Take the listing below and print exactly the lines starting at the line containing "of the muddy" and ending at the line containing "of the village", both ends included, and no others.

▶ _DATASET CONTENT_

────

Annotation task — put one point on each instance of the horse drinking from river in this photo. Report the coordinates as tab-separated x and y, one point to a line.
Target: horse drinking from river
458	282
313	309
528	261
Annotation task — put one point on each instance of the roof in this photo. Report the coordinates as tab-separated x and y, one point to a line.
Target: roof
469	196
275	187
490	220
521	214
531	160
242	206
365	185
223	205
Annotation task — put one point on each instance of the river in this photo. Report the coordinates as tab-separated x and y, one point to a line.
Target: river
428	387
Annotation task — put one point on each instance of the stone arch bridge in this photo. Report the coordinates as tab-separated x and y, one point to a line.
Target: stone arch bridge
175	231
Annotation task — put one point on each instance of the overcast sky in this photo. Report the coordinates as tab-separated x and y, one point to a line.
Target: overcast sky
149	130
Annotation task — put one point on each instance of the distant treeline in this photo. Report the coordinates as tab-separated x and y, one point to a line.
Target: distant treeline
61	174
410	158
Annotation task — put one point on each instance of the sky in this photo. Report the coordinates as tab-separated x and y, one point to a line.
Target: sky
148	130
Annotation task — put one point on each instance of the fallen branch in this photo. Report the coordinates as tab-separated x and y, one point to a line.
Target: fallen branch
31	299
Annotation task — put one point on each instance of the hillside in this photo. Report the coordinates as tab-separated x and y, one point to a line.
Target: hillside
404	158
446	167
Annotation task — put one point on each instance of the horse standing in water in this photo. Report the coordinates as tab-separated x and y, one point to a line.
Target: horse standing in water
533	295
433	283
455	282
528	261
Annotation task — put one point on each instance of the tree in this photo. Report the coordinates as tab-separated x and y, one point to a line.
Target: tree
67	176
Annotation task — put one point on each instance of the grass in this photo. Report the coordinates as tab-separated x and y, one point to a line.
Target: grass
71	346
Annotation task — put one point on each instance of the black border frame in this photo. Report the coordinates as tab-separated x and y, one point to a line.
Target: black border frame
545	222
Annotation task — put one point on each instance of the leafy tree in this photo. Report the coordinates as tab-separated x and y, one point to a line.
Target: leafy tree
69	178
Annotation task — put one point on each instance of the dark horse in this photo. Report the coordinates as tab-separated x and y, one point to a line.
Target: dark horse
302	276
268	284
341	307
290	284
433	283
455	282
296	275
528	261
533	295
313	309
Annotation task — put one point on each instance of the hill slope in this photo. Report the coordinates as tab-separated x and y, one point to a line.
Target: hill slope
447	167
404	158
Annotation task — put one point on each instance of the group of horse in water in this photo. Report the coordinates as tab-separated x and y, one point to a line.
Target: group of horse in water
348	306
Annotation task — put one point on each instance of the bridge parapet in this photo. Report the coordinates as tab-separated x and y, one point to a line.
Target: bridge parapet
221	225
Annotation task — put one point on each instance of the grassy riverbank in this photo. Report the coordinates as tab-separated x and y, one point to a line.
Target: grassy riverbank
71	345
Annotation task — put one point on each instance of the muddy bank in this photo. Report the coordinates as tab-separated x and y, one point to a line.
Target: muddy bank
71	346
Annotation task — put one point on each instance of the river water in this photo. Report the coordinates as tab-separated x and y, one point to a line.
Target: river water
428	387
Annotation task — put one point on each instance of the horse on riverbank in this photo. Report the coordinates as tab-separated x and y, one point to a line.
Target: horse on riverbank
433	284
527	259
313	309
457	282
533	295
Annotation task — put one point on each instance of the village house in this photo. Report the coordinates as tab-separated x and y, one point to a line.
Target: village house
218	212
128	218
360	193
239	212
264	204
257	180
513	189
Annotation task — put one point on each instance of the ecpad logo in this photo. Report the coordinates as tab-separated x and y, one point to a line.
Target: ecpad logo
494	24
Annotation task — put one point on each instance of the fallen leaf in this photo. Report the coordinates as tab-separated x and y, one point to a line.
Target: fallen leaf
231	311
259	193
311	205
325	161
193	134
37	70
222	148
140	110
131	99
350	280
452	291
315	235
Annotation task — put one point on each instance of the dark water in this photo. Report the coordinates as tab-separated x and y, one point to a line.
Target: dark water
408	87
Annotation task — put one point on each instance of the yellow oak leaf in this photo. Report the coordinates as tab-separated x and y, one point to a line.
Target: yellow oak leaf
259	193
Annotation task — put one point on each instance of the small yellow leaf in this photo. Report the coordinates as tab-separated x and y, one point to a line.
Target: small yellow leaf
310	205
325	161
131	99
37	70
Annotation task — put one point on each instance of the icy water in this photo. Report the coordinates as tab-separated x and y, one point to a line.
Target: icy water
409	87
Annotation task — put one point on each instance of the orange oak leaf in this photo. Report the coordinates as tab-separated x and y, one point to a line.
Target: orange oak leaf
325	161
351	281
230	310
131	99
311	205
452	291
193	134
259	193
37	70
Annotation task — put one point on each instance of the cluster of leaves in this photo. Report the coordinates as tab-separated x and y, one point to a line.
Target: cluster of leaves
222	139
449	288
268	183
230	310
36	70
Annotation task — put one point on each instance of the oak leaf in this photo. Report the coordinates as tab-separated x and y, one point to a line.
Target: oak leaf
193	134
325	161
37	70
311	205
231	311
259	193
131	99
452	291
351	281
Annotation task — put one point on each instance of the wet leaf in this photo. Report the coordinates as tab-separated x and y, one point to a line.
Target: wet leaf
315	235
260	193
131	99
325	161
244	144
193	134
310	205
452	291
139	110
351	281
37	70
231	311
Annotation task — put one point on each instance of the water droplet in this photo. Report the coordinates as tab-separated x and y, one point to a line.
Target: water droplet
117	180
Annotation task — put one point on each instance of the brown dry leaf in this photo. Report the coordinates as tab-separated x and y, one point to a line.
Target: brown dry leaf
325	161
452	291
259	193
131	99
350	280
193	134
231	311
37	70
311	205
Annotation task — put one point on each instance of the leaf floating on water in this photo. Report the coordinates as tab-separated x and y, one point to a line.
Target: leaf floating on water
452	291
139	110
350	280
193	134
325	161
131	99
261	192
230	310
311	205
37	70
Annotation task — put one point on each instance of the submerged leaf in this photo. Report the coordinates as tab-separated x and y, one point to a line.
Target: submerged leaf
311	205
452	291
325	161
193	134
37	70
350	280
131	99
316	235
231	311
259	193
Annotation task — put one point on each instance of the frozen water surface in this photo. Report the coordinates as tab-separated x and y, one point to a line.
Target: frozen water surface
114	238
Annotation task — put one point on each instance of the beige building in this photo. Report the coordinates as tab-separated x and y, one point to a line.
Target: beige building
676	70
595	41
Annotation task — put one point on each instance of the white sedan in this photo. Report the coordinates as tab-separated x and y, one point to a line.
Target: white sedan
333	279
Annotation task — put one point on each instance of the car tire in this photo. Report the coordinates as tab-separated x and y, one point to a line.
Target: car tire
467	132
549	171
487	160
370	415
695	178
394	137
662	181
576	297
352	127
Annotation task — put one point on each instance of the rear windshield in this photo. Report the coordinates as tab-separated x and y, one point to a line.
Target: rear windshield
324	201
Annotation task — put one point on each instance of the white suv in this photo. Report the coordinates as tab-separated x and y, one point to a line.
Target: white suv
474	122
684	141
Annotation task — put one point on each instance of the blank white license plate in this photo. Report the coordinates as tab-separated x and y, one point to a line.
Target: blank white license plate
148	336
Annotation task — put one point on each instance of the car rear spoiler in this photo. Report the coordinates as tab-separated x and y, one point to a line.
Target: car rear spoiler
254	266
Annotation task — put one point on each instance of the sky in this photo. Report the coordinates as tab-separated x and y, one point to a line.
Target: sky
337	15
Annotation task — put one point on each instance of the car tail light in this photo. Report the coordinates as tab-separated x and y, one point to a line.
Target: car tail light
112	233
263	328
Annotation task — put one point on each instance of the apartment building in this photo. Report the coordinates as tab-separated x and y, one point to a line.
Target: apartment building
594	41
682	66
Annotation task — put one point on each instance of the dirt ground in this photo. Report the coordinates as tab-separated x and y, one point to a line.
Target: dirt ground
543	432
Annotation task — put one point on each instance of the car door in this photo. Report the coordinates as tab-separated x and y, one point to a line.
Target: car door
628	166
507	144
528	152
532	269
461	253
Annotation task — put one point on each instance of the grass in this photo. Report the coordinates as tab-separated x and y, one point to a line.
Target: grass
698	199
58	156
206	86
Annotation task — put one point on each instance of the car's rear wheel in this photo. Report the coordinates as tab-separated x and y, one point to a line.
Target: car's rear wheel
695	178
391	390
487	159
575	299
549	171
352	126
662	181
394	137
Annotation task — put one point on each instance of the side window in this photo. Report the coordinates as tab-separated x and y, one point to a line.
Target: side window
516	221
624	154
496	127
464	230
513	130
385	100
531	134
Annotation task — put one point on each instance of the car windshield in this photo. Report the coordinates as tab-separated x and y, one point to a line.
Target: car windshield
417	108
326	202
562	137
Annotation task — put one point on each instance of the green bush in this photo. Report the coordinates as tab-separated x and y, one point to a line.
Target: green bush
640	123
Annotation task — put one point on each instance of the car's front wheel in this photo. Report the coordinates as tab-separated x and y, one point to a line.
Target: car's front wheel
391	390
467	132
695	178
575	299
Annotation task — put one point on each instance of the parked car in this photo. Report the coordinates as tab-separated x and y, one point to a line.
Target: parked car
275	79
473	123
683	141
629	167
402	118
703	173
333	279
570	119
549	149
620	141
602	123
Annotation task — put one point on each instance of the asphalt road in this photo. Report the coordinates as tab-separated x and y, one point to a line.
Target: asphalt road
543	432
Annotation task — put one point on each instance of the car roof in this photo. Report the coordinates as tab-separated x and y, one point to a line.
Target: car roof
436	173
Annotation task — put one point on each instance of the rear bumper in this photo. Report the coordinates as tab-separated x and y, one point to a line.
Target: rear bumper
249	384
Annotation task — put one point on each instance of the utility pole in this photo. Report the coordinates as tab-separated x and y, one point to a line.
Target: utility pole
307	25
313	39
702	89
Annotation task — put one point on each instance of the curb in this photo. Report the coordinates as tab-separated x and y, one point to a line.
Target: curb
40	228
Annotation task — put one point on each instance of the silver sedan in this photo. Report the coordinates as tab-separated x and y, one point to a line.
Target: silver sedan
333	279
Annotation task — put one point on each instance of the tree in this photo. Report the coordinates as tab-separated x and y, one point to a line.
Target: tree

────

▶ _TASK OUTPUT_
Annotation task — put one point on each instance of the muddy bank in this photo. Report the coordinates as tab-separated x and y, one point to a line.
Target: muddy bank
71	346
Annotation task — put one point on each instance of the river water in this photo. Report the coordinates as tab-separated x and y, one point to a line.
Target: river water
428	387
Annotation task — put one point on each instance of the horse on riverbank in this photo. Report the coordinates as tab-separated x and y, one point to a line.
Target: horse on riverbank
433	284
527	259
313	309
457	282
533	295
Annotation task — put one point on each instance of the village house in this photo. Report the coordinates as tab-separated x and y, one point to a line.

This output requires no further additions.